#### [EXERCISE INSTRUCTIONS]
Duplicate the passage from the case study on the Cambodian genocide exactly, from "Case Study: Genocide" up to and including "at year zero.".

#### [DOCUMENT EXCERPT]
====================
Tuesday, 28 May 2013

Case Study: Genocide in Cambodia


The Cambodian Genocide occurred throughout 1975-1979. 1.7 million People were killed, which is approximately 20% of Cambodia's population. It was politically motivated genocide, in which all religious leaders, intellectuals, former members of the (non-Communist) government and military, and even those who were simply literate were targeted. Pol Pot, who was the leader of the largest faction of the Khmer Rouge (Cambodian Red) Communists, felt that, in order the make a communist utopia, he would have to eliminate all traces of the corrupt former regime and start fresh at year zero.
====================
#### [ENTRIES SHOWN]

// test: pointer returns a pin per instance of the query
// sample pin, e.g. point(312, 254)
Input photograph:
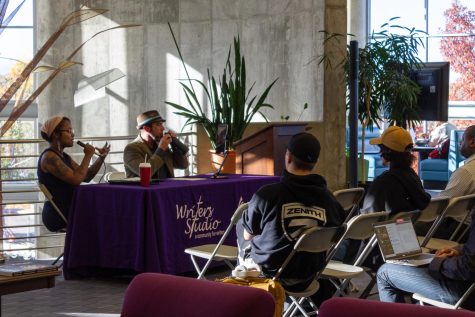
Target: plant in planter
point(229, 99)
point(385, 89)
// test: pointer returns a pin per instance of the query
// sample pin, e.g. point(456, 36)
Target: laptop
point(398, 243)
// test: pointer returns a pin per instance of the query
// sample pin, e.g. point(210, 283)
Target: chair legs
point(57, 259)
point(201, 271)
point(297, 306)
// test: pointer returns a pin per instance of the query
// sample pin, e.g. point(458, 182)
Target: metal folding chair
point(431, 214)
point(459, 208)
point(314, 240)
point(217, 252)
point(350, 200)
point(433, 302)
point(358, 228)
point(49, 197)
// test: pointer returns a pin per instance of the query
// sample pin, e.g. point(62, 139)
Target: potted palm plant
point(229, 100)
point(386, 89)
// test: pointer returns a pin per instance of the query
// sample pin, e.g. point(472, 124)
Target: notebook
point(131, 181)
point(398, 243)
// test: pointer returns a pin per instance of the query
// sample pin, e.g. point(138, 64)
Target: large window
point(16, 43)
point(450, 27)
point(18, 214)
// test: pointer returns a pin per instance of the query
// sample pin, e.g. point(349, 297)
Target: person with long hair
point(60, 173)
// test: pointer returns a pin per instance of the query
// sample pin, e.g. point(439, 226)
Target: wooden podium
point(263, 152)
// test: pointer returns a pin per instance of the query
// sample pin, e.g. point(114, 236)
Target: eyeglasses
point(71, 131)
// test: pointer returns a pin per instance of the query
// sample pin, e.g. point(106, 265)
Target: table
point(146, 229)
point(26, 282)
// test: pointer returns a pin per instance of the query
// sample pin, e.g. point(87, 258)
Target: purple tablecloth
point(147, 229)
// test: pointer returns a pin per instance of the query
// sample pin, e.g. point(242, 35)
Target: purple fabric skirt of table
point(146, 229)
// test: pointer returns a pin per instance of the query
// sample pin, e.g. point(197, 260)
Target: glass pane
point(434, 52)
point(383, 10)
point(459, 51)
point(24, 16)
point(439, 16)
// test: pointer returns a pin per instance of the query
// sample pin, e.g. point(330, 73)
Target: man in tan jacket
point(163, 150)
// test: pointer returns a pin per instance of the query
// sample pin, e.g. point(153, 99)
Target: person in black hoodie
point(278, 213)
point(399, 188)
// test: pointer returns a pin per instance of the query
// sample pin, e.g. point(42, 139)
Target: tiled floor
point(82, 298)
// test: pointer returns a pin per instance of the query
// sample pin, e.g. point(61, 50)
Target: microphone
point(81, 144)
point(177, 145)
point(217, 174)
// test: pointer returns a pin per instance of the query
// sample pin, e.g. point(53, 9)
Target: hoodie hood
point(306, 189)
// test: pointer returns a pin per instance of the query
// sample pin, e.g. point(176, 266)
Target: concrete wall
point(279, 38)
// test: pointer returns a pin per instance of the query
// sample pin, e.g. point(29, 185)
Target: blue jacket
point(461, 267)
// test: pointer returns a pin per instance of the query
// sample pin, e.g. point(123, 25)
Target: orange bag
point(267, 284)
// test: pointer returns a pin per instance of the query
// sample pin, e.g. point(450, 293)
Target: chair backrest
point(350, 200)
point(314, 240)
point(154, 294)
point(114, 176)
point(435, 208)
point(361, 227)
point(48, 196)
point(350, 197)
point(458, 208)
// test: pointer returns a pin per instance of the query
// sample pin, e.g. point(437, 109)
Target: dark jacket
point(273, 213)
point(398, 189)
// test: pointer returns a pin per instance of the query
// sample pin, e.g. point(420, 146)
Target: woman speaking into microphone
point(60, 173)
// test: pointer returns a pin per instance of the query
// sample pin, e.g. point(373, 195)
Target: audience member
point(461, 183)
point(267, 231)
point(448, 276)
point(399, 188)
point(154, 145)
point(59, 172)
point(440, 134)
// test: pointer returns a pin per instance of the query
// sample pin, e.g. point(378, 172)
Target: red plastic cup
point(145, 174)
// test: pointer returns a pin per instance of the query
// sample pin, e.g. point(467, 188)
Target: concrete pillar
point(279, 38)
point(331, 132)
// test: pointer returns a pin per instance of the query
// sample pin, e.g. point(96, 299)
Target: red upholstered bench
point(155, 295)
point(354, 307)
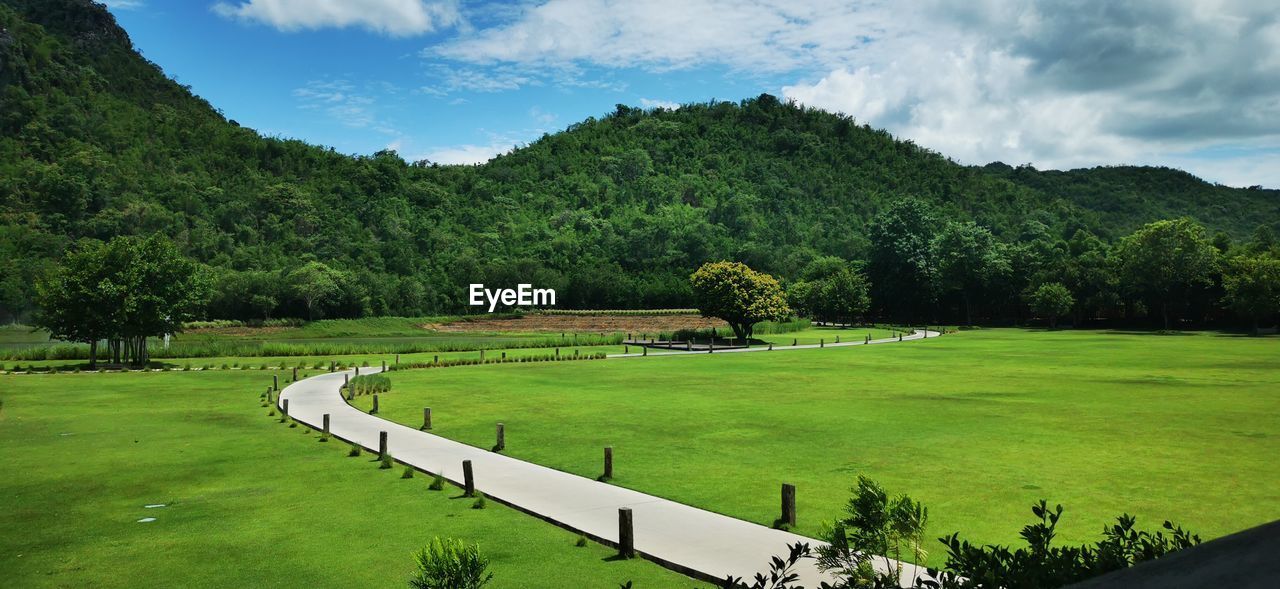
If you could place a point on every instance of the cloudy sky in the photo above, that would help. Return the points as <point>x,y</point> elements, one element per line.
<point>1185,83</point>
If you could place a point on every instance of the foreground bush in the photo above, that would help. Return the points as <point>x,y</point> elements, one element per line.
<point>449,564</point>
<point>876,526</point>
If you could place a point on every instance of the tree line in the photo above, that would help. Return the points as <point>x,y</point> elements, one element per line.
<point>615,213</point>
<point>924,268</point>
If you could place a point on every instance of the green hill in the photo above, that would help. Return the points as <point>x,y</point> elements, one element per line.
<point>613,211</point>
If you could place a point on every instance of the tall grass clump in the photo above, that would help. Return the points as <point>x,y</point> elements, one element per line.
<point>370,384</point>
<point>449,564</point>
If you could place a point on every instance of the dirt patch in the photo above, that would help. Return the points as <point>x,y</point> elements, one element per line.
<point>581,324</point>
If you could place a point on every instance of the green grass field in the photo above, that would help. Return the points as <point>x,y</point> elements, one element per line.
<point>251,502</point>
<point>977,425</point>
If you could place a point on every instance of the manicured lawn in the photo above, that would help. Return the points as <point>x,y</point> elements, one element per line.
<point>255,363</point>
<point>977,425</point>
<point>250,502</point>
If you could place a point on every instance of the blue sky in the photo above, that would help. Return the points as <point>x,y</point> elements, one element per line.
<point>1168,83</point>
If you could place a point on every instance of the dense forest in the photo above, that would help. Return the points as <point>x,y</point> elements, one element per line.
<point>613,213</point>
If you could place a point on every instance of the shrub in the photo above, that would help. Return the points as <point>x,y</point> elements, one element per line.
<point>449,564</point>
<point>370,384</point>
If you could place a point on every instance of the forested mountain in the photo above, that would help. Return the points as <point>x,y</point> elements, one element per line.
<point>617,211</point>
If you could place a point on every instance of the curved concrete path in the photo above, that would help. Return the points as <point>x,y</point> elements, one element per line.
<point>691,540</point>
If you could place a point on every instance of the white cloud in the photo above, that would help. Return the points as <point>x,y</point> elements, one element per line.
<point>344,103</point>
<point>467,154</point>
<point>397,18</point>
<point>658,104</point>
<point>1050,83</point>
<point>670,33</point>
<point>1040,85</point>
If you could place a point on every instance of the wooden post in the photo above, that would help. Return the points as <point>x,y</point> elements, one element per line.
<point>626,534</point>
<point>789,505</point>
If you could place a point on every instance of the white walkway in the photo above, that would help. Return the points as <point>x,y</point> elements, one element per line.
<point>688,539</point>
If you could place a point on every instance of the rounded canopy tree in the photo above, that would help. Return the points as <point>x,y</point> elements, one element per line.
<point>1051,300</point>
<point>739,295</point>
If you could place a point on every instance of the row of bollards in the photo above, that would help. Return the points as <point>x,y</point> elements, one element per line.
<point>626,517</point>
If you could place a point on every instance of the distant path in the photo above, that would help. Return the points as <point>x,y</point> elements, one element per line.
<point>688,539</point>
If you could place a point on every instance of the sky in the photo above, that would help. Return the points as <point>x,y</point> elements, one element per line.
<point>1059,85</point>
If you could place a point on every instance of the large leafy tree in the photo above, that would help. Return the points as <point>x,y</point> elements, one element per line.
<point>1252,287</point>
<point>842,297</point>
<point>315,284</point>
<point>901,264</point>
<point>739,295</point>
<point>122,292</point>
<point>968,259</point>
<point>81,297</point>
<point>1051,301</point>
<point>1164,261</point>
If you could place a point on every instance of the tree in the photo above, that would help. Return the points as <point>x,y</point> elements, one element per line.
<point>80,298</point>
<point>803,297</point>
<point>1252,287</point>
<point>315,284</point>
<point>968,256</point>
<point>449,564</point>
<point>123,291</point>
<point>1164,261</point>
<point>1051,300</point>
<point>739,295</point>
<point>842,297</point>
<point>873,526</point>
<point>901,265</point>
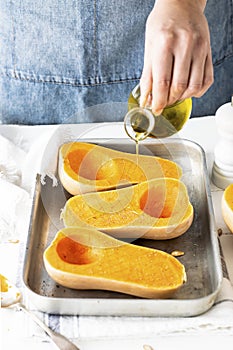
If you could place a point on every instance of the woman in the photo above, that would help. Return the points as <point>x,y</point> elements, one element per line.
<point>59,57</point>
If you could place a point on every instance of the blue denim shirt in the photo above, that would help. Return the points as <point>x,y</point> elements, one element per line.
<point>58,57</point>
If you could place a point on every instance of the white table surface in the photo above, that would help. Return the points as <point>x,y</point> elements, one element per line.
<point>18,331</point>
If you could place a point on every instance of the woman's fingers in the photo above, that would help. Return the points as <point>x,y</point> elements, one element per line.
<point>177,60</point>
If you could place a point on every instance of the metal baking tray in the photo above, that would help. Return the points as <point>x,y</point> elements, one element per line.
<point>199,243</point>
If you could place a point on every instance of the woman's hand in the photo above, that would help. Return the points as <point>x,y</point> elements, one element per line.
<point>177,61</point>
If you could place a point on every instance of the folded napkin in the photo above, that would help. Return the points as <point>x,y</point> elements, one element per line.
<point>14,200</point>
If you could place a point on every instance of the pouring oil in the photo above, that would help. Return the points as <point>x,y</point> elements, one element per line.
<point>139,123</point>
<point>168,123</point>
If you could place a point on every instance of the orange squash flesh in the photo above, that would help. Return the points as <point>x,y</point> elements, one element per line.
<point>227,206</point>
<point>155,209</point>
<point>85,167</point>
<point>83,258</point>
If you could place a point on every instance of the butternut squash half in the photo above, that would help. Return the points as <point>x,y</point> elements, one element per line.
<point>86,167</point>
<point>154,209</point>
<point>83,258</point>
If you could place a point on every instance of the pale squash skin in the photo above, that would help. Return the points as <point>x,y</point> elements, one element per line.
<point>129,212</point>
<point>85,167</point>
<point>103,262</point>
<point>227,207</point>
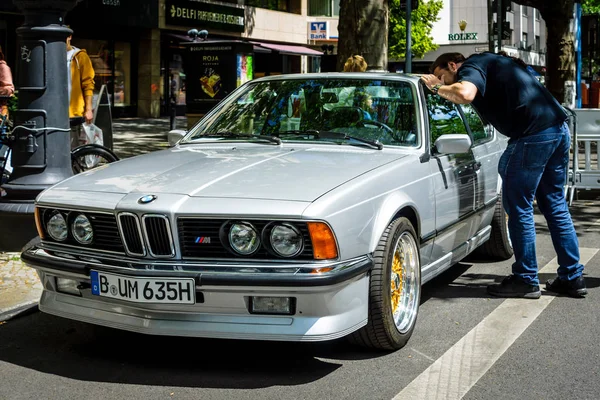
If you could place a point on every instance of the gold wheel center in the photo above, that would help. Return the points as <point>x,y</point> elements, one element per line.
<point>396,281</point>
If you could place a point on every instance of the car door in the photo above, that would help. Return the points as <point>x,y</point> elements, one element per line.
<point>455,177</point>
<point>487,153</point>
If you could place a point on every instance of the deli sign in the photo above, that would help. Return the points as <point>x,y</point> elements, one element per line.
<point>204,15</point>
<point>462,36</point>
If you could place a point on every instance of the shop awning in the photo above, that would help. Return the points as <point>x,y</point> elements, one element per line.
<point>289,49</point>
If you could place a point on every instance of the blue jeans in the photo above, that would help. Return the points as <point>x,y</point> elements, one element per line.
<point>536,165</point>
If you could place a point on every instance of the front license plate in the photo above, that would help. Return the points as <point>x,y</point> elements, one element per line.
<point>144,290</point>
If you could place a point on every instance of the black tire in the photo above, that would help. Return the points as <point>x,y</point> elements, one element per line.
<point>381,331</point>
<point>499,246</point>
<point>78,156</point>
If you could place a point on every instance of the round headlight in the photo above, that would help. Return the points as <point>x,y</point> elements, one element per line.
<point>57,227</point>
<point>244,238</point>
<point>286,240</point>
<point>82,231</point>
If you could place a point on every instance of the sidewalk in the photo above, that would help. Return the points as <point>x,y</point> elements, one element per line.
<point>20,287</point>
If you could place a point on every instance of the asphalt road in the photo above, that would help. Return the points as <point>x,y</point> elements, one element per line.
<point>466,345</point>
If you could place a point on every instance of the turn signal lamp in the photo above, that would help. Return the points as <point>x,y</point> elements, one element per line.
<point>38,222</point>
<point>323,241</point>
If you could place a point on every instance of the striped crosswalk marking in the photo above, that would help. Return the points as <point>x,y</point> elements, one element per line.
<point>453,374</point>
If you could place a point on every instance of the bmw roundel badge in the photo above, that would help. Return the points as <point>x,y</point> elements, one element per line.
<point>147,199</point>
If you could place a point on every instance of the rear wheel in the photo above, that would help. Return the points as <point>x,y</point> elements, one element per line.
<point>499,245</point>
<point>395,289</point>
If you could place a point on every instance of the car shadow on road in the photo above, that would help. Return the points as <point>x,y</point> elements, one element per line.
<point>457,283</point>
<point>88,352</point>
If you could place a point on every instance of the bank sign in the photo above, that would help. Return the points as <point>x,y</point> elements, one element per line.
<point>462,36</point>
<point>204,15</point>
<point>318,30</point>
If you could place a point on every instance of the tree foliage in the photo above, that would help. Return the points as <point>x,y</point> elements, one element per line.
<point>422,20</point>
<point>590,7</point>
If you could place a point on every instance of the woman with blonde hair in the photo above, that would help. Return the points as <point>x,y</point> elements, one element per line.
<point>7,89</point>
<point>355,63</point>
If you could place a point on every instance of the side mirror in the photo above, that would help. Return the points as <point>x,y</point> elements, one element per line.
<point>175,136</point>
<point>453,143</point>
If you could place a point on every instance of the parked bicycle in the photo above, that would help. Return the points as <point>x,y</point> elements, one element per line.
<point>83,158</point>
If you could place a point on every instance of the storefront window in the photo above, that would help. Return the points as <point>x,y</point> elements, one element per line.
<point>324,8</point>
<point>276,5</point>
<point>112,67</point>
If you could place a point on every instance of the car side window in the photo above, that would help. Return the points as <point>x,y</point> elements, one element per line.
<point>444,117</point>
<point>481,131</point>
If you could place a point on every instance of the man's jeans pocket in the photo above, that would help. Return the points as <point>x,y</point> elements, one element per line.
<point>537,154</point>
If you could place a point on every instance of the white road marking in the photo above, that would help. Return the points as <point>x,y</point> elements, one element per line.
<point>453,374</point>
<point>423,355</point>
<point>595,227</point>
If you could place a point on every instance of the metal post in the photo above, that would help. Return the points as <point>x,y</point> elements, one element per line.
<point>408,58</point>
<point>499,21</point>
<point>41,152</point>
<point>578,54</point>
<point>490,27</point>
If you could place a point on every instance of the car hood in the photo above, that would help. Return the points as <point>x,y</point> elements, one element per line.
<point>241,170</point>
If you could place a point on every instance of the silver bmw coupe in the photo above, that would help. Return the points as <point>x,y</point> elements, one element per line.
<point>302,207</point>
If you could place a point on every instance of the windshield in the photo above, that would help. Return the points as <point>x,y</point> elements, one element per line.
<point>363,110</point>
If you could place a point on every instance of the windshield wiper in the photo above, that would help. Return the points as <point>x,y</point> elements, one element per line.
<point>331,135</point>
<point>294,132</point>
<point>234,135</point>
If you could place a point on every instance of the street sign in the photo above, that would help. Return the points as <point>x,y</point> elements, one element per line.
<point>413,5</point>
<point>318,30</point>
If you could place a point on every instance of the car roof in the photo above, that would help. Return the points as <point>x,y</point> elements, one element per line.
<point>343,75</point>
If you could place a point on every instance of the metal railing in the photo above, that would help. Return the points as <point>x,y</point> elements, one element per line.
<point>584,171</point>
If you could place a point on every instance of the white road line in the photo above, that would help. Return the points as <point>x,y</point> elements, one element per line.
<point>453,374</point>
<point>595,227</point>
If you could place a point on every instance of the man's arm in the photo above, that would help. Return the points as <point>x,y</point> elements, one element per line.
<point>459,93</point>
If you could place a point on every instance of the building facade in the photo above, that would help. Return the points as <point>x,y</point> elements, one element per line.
<point>463,27</point>
<point>136,45</point>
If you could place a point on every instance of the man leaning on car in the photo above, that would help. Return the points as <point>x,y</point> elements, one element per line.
<point>534,163</point>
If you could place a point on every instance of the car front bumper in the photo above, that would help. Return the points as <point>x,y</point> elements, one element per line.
<point>328,305</point>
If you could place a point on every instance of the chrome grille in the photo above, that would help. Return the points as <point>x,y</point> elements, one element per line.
<point>192,230</point>
<point>131,234</point>
<point>158,235</point>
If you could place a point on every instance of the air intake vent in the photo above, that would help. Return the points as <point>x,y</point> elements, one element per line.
<point>158,233</point>
<point>132,234</point>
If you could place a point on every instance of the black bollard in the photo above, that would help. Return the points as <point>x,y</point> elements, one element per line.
<point>41,152</point>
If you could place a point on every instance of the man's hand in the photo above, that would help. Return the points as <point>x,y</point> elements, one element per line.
<point>431,80</point>
<point>89,116</point>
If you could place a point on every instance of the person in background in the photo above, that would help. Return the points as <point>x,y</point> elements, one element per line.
<point>355,63</point>
<point>7,89</point>
<point>534,164</point>
<point>172,102</point>
<point>80,89</point>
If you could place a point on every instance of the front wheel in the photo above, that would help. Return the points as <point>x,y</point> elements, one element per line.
<point>394,291</point>
<point>90,156</point>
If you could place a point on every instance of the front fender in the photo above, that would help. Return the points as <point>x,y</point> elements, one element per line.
<point>395,204</point>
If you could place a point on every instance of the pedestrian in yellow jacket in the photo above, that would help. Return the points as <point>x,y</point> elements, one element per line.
<point>81,83</point>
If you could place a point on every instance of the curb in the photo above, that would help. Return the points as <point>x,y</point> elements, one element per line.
<point>17,310</point>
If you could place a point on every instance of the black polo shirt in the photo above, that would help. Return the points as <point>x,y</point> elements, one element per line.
<point>509,96</point>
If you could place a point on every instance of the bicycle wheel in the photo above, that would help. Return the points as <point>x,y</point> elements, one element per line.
<point>90,156</point>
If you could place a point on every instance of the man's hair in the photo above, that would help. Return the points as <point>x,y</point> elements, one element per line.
<point>443,60</point>
<point>355,63</point>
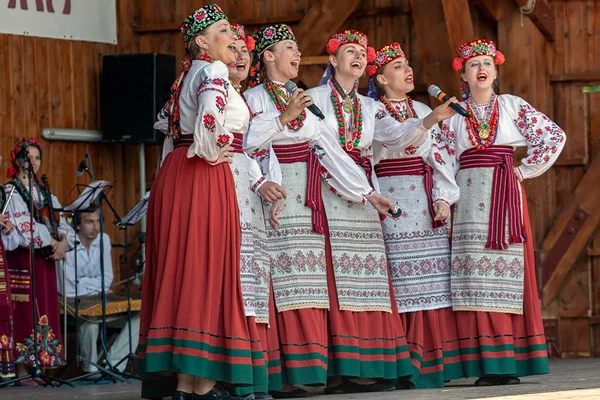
====================
#### [ANSWER SECTION]
Case Study: Genocide in Cambodia


The Cambodian Genocide occurred throughout 1975-1979. 1.7 million People were killed, which is approximately 20% of Cambodia's population. It was politically motivated genocide, in which all religious leaders, intellectuals, former members of the (non-Communist) government and military, and even those who were simply literate were targeted. Pol Pot, who was the leader of the largest faction of the Khmer Rouge (Cambodian Red) Communists, felt that, in order the make a communist utopia, he would have to eliminate all traces of the corrupt former regime and start fresh at year zero.